Stored data entries:

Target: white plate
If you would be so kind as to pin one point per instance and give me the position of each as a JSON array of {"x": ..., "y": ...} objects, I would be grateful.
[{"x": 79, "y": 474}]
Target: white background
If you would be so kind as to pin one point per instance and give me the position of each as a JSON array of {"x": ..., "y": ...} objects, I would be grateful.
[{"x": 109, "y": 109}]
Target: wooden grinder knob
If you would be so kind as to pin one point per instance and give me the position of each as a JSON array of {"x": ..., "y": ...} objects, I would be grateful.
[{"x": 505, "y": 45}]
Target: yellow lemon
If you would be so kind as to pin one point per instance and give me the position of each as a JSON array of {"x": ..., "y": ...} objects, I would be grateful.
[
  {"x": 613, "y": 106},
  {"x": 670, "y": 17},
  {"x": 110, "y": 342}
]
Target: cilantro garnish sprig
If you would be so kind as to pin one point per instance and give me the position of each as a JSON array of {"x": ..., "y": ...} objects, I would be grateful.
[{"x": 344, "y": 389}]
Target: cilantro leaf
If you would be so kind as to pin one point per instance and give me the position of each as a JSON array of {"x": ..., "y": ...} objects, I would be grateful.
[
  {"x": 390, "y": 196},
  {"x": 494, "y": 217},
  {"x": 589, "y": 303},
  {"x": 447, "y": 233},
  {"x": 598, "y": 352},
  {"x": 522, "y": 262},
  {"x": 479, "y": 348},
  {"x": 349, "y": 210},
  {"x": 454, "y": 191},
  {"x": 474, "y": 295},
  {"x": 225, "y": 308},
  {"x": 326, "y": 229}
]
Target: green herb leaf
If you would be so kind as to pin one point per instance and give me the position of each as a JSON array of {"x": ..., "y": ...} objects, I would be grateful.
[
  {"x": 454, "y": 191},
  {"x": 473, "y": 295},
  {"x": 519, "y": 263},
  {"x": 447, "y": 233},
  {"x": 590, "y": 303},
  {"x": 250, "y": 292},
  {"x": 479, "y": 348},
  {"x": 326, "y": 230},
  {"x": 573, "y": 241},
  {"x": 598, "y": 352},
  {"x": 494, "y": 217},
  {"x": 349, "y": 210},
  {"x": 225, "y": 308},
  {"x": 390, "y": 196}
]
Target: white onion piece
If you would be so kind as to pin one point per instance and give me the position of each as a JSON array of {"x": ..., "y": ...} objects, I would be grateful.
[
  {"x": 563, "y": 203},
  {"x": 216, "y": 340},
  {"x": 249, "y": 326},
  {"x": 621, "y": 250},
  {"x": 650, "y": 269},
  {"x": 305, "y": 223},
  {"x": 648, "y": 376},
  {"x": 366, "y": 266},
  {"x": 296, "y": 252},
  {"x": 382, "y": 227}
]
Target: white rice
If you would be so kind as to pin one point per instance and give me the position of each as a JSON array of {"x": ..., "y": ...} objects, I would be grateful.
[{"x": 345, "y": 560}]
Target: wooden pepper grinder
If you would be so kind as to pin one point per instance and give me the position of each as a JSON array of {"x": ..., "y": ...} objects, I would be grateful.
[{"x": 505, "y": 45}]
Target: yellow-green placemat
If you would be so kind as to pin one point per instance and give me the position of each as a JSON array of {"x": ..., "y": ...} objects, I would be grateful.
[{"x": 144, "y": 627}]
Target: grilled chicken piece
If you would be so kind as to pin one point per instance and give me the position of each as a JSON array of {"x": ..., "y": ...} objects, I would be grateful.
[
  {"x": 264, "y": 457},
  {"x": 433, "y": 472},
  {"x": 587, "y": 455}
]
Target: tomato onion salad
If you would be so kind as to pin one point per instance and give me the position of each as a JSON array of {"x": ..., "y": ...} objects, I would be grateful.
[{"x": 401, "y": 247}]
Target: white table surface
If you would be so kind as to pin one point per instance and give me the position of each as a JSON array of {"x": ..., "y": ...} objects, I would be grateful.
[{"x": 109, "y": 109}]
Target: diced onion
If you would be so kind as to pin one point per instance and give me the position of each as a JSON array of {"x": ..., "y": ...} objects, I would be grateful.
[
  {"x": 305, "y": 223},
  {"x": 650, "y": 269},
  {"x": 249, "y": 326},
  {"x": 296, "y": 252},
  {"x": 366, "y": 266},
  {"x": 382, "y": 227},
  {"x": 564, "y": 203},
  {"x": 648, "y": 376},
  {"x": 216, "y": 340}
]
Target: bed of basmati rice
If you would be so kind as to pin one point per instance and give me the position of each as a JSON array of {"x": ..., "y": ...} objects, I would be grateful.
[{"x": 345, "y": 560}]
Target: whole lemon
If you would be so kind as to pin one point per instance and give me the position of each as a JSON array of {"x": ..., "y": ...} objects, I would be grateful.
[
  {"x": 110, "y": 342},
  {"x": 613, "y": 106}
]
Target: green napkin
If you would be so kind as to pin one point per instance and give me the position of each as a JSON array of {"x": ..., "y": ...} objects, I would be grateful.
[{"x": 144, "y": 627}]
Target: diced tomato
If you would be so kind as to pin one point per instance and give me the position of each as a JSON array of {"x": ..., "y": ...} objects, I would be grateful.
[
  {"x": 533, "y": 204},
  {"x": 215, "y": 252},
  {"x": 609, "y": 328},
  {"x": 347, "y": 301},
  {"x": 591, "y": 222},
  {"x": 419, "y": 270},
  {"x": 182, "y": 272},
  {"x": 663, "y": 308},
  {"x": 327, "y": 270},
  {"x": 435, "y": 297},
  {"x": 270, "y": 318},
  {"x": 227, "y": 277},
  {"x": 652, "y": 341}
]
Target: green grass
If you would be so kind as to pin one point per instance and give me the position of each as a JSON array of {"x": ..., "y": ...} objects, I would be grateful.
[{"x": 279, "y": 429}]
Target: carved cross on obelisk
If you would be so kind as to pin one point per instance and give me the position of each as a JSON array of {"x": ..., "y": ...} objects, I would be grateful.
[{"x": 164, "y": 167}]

» **ACTION ITEM**:
The records above need to be transcribed in full. Keep every character unchanged.

» **RESULT BELOW**:
Target: white plate
If you would be so kind as to pin one point per instance and give me the position of each as a JSON array of {"x": ..., "y": ...} objects, I would be grateful.
[{"x": 79, "y": 474}]
Target: white background
If you would be so kind as to pin one point per instance and give me the position of each as a JSON array of {"x": ..., "y": ...} objects, I would be grateful.
[{"x": 109, "y": 109}]
Target: wooden grinder knob
If you would be so kind as to pin one point per instance and give me the position of each as a JSON array of {"x": ..., "y": ...} objects, I would be grateful.
[{"x": 505, "y": 45}]
Target: yellow lemon
If you would be so kind as to pin one point per instance and give me the position of each as a JSON array of {"x": ..., "y": ...} objects, I would be grateful.
[
  {"x": 613, "y": 106},
  {"x": 670, "y": 17},
  {"x": 110, "y": 342}
]
Target: cilantro garnish sprig
If you would be so kind as to pin one point per instance and give me the position of each as a JSON array of {"x": ..., "y": ...} objects, I would be grateful.
[{"x": 344, "y": 389}]
Target: cilantro leaf
If you would be so kind as to pin one point per instance and give me the position of each as a JSON array of {"x": ..., "y": ...} objects, I would be grateful.
[
  {"x": 390, "y": 196},
  {"x": 494, "y": 217},
  {"x": 589, "y": 303},
  {"x": 447, "y": 233},
  {"x": 598, "y": 352},
  {"x": 522, "y": 262},
  {"x": 479, "y": 348},
  {"x": 349, "y": 210},
  {"x": 454, "y": 191},
  {"x": 474, "y": 295},
  {"x": 225, "y": 308},
  {"x": 326, "y": 229}
]
Target: green herb leaf
If you would be so kind as to pin one point per instance and give me the position of each as a JSON array of {"x": ..., "y": ...} objects, I would be grateful.
[
  {"x": 454, "y": 191},
  {"x": 473, "y": 295},
  {"x": 519, "y": 263},
  {"x": 447, "y": 233},
  {"x": 590, "y": 303},
  {"x": 250, "y": 292},
  {"x": 479, "y": 348},
  {"x": 326, "y": 230},
  {"x": 573, "y": 241},
  {"x": 598, "y": 352},
  {"x": 494, "y": 217},
  {"x": 349, "y": 210},
  {"x": 225, "y": 308},
  {"x": 390, "y": 196}
]
Target: white onion piece
If you would be so kind as to pin one point per instance and give me the position of each as a JSON array of {"x": ..., "y": ...} objects, I would be grateful.
[
  {"x": 563, "y": 203},
  {"x": 216, "y": 340},
  {"x": 249, "y": 326},
  {"x": 621, "y": 250},
  {"x": 650, "y": 269},
  {"x": 305, "y": 223},
  {"x": 648, "y": 376},
  {"x": 366, "y": 266},
  {"x": 296, "y": 252},
  {"x": 382, "y": 227}
]
Target: white rice
If you would be so kind as to pin one point per instance and give me the position of each as a JSON array of {"x": ..., "y": ...} objects, I would be grateful.
[{"x": 345, "y": 560}]
Target: wooden pepper grinder
If you would be so kind as to pin one point per instance and give me the position of each as a JSON array of {"x": ..., "y": ...} objects, I would be grateful.
[{"x": 505, "y": 45}]
Target: yellow-green placemat
If you would be so kind as to pin one point per instance and give me the position of each as a JSON array of {"x": ..., "y": ...} objects, I would be grateful.
[{"x": 144, "y": 627}]
Target: grilled chicken piece
If you would be so kind as to pin one point per instance and give me the position of each as a JSON array of {"x": ..., "y": ...} objects, I would be grateful.
[
  {"x": 264, "y": 457},
  {"x": 433, "y": 472},
  {"x": 587, "y": 455}
]
Target: tomato onion salad
If you would be so kind as to pin one point per instance and give me the position of each as a JSON array of {"x": ..., "y": ...} objects, I would be grateful.
[{"x": 401, "y": 247}]
Target: white table surface
If you would be so kind as to pin one point per instance and give me the position of each as a JSON array of {"x": ..., "y": ...} objects, I would be grateful.
[{"x": 109, "y": 109}]
Target: diced onion
If you would be so kind as to pin one point per instance and give me the position of each as a JSON array of {"x": ..., "y": ...} objects, I would be grateful.
[
  {"x": 305, "y": 223},
  {"x": 650, "y": 269},
  {"x": 249, "y": 326},
  {"x": 296, "y": 252},
  {"x": 366, "y": 266},
  {"x": 382, "y": 227},
  {"x": 564, "y": 203},
  {"x": 648, "y": 376},
  {"x": 216, "y": 340}
]
Target: bed of basmati rice
If you would be so kind as to pin one point per instance and give me the position of each as a JSON array of {"x": ..., "y": ...} objects, I would be grateful.
[{"x": 345, "y": 560}]
Target: whole lemon
If you would be so kind as to pin one point per instance and give me the position of each as a JSON array of {"x": ..., "y": ...} objects, I would be grateful.
[
  {"x": 110, "y": 342},
  {"x": 613, "y": 106}
]
Target: green napkin
If you would be so kind as to pin one point per instance and give me the position of each as a JSON array of {"x": ..., "y": ...} objects, I would be grateful.
[{"x": 144, "y": 627}]
Target: diced tomato
If you would be so kind as to pin one point per instance and give me the position of each as a JSON array of {"x": ..., "y": ...} objects, I would be grateful.
[
  {"x": 533, "y": 204},
  {"x": 215, "y": 252},
  {"x": 609, "y": 328},
  {"x": 347, "y": 301},
  {"x": 591, "y": 222},
  {"x": 419, "y": 270},
  {"x": 182, "y": 272},
  {"x": 663, "y": 308},
  {"x": 327, "y": 270},
  {"x": 435, "y": 297},
  {"x": 270, "y": 318},
  {"x": 227, "y": 277},
  {"x": 652, "y": 341}
]
Target: green grass
If you would be so kind as to pin one point per instance and give me the position of each as a JSON array of {"x": ..., "y": ...} objects, I would be grateful.
[{"x": 279, "y": 429}]
Target: carved cross on obelisk
If you would be so kind as to pin one point per instance and give me the position of each as a JSON array of {"x": ..., "y": ...} objects, I would be grateful.
[{"x": 164, "y": 167}]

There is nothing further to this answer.